▶ EXERCISE BRIEF: Return the material below word for word, keeping every line except the pictures, which should be left out.

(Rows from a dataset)
___

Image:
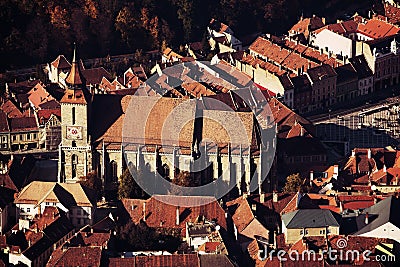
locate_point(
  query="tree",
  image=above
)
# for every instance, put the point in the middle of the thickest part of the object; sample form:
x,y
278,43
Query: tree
x,y
184,179
293,183
92,181
125,23
128,187
137,236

___

▶ COMPLETED EXERCISE:
Image:
locate_point(
  query="tree",
  image=above
)
# for every instance, put the point in the middle of the thickest part of the object; sample form:
x,y
278,43
Query: tree
x,y
184,179
293,183
92,181
125,23
128,187
137,236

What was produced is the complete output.